Work instruction —
All of the records are to be reproduced exactly.

Saved entries —
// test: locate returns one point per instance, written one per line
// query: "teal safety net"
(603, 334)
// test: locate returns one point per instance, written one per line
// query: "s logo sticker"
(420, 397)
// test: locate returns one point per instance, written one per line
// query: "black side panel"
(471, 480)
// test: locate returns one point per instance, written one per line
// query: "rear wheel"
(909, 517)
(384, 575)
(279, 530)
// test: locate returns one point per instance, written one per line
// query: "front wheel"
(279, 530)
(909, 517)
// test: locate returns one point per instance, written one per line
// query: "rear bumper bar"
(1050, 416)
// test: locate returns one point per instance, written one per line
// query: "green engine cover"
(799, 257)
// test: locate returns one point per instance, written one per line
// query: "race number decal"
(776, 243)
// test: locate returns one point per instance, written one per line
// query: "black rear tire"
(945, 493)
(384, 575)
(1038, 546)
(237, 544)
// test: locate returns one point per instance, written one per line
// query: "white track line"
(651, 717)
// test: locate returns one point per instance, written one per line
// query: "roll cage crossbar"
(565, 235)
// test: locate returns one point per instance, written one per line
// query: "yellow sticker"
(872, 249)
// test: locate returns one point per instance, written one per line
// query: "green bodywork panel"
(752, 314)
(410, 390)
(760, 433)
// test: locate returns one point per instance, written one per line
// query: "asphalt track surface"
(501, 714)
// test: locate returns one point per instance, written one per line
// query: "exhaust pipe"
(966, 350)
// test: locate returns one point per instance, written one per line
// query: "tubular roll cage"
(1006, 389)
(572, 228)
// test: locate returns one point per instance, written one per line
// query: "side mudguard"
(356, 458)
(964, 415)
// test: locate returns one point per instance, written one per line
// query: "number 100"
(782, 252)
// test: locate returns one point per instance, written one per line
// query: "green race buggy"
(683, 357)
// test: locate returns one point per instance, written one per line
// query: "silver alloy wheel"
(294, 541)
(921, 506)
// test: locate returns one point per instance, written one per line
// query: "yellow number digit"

Answer to the problem —
// test: locate returns one point per instance, written one per line
// query: "teal safety net"
(603, 334)
// test: locate returns one point per instance, written one per line
// query: "s logo sticker"
(420, 397)
// test: locate returns one point per instance, written one per line
// query: "black side panel"
(471, 480)
// test: locate returns one point per instance, written one per line
// query: "rear wheel"
(909, 517)
(384, 575)
(279, 530)
// test: locate returns one point per instance, written one per line
// query: "front wheel"
(279, 530)
(909, 517)
// test: locate returns one point per instance, written one per line
// query: "rear bumper bar"
(1050, 416)
// test: locate returns one point per instance, written one per line
// query: "green engine cover"
(799, 257)
// test: locate returns one point per instance, written one per line
// query: "race number decal"
(776, 243)
// test: locate returns one point per instance, written one per line
// query: "black rear tire"
(945, 493)
(384, 575)
(1038, 546)
(237, 544)
// test: locate returns one point per instance, written one per line
// query: "white track line"
(651, 717)
// test: locate returns one point per instance, written one per line
// query: "roll cage crossbar"
(565, 235)
// test: locate returns one point per instance, written one per line
// query: "yellow sticker"
(872, 249)
// test: locate returns one point per instance, written one per line
// query: "green bodywork panel"
(752, 314)
(410, 390)
(760, 433)
// test: locate returns one point per instance, written one per line
// query: "asphalt track surface"
(501, 714)
// test: locate returns one point per instance, written one per line
// query: "exhaust pipe"
(966, 350)
// test: locate returns one point per instance, written one per line
// query: "tubular roll cage"
(1006, 389)
(572, 228)
// test: locate returns one point per instance, written one per line
// query: "side mudguard"
(356, 458)
(964, 415)
// test: locate returns one point per instance, written one per line
// query: "number 100"
(782, 252)
// test: locate returns one point per instance, written one per line
// query: "green race buggy"
(683, 357)
// test: locate returns one point per instance, written one per line
// query: "silver alloy wheel"
(294, 541)
(921, 506)
// test: locate returns one point per instance, written one per line
// query: "yellow number digit"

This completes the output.